• _ABOUT THIS EXERCISE_
Word for word, print each record, dropping any image it holds.

• _SUPPLIED RECORDS_

------------------------------------------------------------

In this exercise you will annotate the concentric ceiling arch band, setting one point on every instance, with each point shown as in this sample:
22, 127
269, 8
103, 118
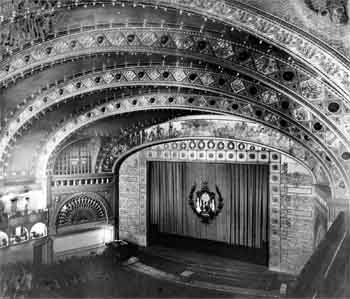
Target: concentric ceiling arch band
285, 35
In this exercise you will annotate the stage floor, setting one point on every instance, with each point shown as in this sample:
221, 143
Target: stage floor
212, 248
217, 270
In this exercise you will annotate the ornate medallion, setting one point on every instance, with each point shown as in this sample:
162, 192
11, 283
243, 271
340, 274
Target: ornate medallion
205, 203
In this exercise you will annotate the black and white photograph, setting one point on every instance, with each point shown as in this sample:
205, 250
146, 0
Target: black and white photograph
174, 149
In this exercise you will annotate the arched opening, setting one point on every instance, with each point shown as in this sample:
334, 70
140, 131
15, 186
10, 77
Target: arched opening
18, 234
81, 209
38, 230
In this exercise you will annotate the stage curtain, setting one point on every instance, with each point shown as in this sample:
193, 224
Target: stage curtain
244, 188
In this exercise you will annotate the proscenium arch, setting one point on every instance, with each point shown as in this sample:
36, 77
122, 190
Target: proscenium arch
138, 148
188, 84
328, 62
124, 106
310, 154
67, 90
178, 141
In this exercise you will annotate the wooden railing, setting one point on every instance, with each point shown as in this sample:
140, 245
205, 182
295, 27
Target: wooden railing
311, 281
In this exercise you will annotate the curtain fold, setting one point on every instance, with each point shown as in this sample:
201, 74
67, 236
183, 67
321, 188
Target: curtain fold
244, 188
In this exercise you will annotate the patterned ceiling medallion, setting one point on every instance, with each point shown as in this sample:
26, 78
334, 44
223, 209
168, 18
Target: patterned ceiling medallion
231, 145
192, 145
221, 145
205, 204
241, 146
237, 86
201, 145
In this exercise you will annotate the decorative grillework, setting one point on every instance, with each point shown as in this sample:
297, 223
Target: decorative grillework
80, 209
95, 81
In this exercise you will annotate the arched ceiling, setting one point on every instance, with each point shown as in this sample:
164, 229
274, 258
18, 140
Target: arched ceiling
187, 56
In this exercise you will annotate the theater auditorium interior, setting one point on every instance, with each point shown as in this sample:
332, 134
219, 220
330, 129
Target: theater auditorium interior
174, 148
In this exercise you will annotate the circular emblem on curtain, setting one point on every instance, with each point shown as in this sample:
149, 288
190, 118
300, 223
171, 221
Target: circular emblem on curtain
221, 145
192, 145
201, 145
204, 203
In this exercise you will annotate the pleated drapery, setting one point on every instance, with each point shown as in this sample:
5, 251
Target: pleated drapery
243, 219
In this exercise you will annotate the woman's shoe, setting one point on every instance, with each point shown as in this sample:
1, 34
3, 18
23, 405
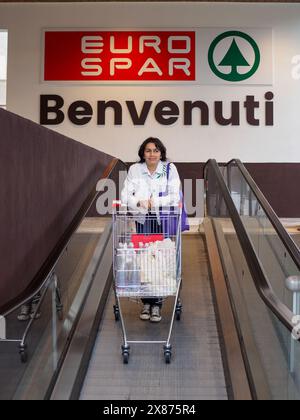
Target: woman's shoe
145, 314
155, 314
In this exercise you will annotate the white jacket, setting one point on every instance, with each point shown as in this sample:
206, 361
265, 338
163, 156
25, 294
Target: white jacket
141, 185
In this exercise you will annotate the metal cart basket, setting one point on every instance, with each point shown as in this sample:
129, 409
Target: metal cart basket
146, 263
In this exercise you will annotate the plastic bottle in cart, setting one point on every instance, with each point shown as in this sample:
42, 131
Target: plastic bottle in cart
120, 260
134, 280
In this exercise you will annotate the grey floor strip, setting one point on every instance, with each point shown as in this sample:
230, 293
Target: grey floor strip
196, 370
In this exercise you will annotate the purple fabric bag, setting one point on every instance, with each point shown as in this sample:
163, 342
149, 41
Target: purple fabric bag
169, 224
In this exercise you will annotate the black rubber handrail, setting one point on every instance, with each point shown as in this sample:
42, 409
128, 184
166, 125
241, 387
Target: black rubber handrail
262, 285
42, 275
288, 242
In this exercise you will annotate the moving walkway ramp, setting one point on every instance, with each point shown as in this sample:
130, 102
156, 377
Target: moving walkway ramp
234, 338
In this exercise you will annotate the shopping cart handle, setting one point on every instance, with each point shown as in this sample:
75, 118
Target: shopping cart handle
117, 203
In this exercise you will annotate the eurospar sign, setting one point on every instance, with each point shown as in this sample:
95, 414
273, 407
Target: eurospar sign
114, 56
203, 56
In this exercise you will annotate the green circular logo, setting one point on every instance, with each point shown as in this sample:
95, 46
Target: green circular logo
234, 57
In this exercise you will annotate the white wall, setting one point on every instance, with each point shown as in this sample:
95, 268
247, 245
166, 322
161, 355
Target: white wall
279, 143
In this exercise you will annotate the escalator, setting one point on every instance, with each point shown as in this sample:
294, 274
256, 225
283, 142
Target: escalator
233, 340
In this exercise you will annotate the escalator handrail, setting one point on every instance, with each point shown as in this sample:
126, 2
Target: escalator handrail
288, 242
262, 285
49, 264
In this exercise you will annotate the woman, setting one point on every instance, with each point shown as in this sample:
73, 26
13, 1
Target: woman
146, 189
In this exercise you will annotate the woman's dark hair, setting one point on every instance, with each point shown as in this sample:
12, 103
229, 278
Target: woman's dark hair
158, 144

------------------------------------------------------------

• _YOUR SOLUTION_
In this exercise you will annotate the concentric ceiling arch band, setting one point on every instance, with each point shown as in this sample:
22, 127
269, 8
103, 118
Target: concentric ceiling arch band
285, 35
In this exercise you will annotate the stage floor, setting one point on every instance, with each point shown as in this sample:
221, 143
Target: stage floor
212, 248
217, 270
In this exercise you will annotate the ornate medallion, setting one point on every instance, with each point shown as in this sample:
162, 192
11, 283
243, 271
340, 274
Target: ornate medallion
205, 203
In this exercise you will annotate the black and white photograph, setting one point on every instance, with each point shown as in this sample:
205, 250
146, 0
Target: black and white photograph
174, 149
In this exercise you will annotate the arched opening, setting one point on every instance, with each point shown as in this sample:
334, 70
140, 131
15, 186
10, 77
Target: arched opening
18, 234
81, 209
38, 230
In this exercise you will annotate the stage curtain, setting one point on every instance, with each point shown as in this sample:
193, 224
Target: stage curtain
244, 188
In this exercise you will annotate the proscenium arch, setting one point on every instance, with each point shown as in this sample:
36, 77
122, 190
Target: proscenium arch
138, 148
188, 84
328, 62
124, 106
310, 154
67, 90
178, 141
In this exercise you will annotate the wooden railing, setting one point on every instance, with each point shown as in this sample:
140, 245
205, 182
295, 27
Target: wooden railing
311, 281
In this exercise you will annotate the curtain fold, setting one point on every instance, with each point shown as in this sample:
201, 74
67, 236
183, 67
321, 188
Target: curtain fold
244, 188
In this exercise you will annotate the patterned ceiling medallion, setting one point on every instance, with each point shown as in this sample:
26, 78
334, 44
223, 209
168, 18
Target: patterned ceiling medallion
231, 145
192, 145
221, 145
205, 204
241, 146
237, 86
201, 145
In this exercise you will annotate the decorative grillework, setting one point on every instance, with each point shown as in this sample:
297, 223
Target: decorative grillework
80, 209
95, 81
In this exercise you will annotate the arched ceiling, setting one point on every instance, with each point shown as in this sample:
164, 229
274, 258
18, 140
Target: arched ceiling
187, 56
In this exercise you will annotate the theater auditorium interior, setting one point on every instance, with each point shown as in this sample:
332, 134
219, 220
330, 129
Target: theater auditorium interior
174, 148
In this exercise you will annotate the circular emblem on curtain, setting one point on every instance, with each point shown as in this sample:
149, 288
190, 118
300, 223
171, 221
Target: circular emblem on curtain
221, 145
192, 145
201, 145
204, 203
In this exercise you will annotate the pleated drapery, setting one point on every instance, with each point shown as in this sample:
5, 251
Target: pleated drapery
243, 219
In this exercise you will annotate the woman's shoe, setting one point on every instance, with each point shown as in this sample:
1, 34
3, 18
23, 405
Target: woman's shoe
145, 314
155, 314
In this exercise you will annotate the white jacket, setting one point on every instance, with each point shown as in this sample:
206, 361
265, 338
163, 156
25, 294
Target: white jacket
141, 185
In this exercise you will annotate the metal cart basket, setting one point on every instance, with each point shown as in this sample:
129, 409
Target: metal cart basket
146, 263
In this exercise you will annotate the plastic bottle in cart, setting one point on every instance, with each point shown as in this sample:
42, 131
Target: plastic bottle in cart
120, 260
134, 280
In this exercise you will annotate the grey floor strip, setting one point on every instance, with each point shown as in this sample:
230, 293
Target: grey floor strip
196, 370
In this exercise you will annotate the purple fabric bag, setting one point on every instance, with each point shown as in this sample:
163, 342
149, 41
Target: purple fabric bag
169, 224
In this exercise you will annotate the black rubber handrail, setting one point on every instance, with each point shown as in this sample:
42, 409
128, 184
166, 125
241, 387
Target: black rubber handrail
262, 285
42, 275
288, 242
In this exercise you will annotate the moving walkway ramp, setting one point on every instance, with each point shown as in this sample:
130, 102
156, 377
Target: moving walkway ramp
234, 338
In this exercise you will annotate the shopping cart handle, setting one point on every instance, with each point shown as in this sample:
75, 118
Target: shopping cart handle
117, 203
In this exercise you will annotate the eurospar sign, setting one point on every instance, with each point shown as in this sample:
95, 414
273, 407
Target: eurospar sign
114, 56
203, 56
In this exercise you will annotate the green circular logo, setting one point on every instance, with each point shown as in this sample:
95, 46
Target: green circular logo
234, 57
In this exercise you will annotate the white wall, setting one point on every instance, with each point shown as in this sample:
95, 268
247, 245
166, 322
161, 355
Target: white wall
279, 143
In this exercise you will annotate the escalator, setting one point on every instance, with each point shown as in this sample:
294, 274
256, 225
283, 142
Target: escalator
233, 340
In this exercise you will annotate the escalator handrail, setting one point on every instance, with each point shown as in this sample:
126, 2
Target: escalator handrail
288, 242
262, 285
49, 264
In this exercise you will annotate the woman, setting one point on every instance, with each point shown as in this sample:
73, 26
13, 1
Target: woman
146, 189
In this exercise you will annotate the woman's dark hair, setting one point on every instance, with each point shown as in this sample:
12, 103
229, 278
Target: woman's dark hair
158, 144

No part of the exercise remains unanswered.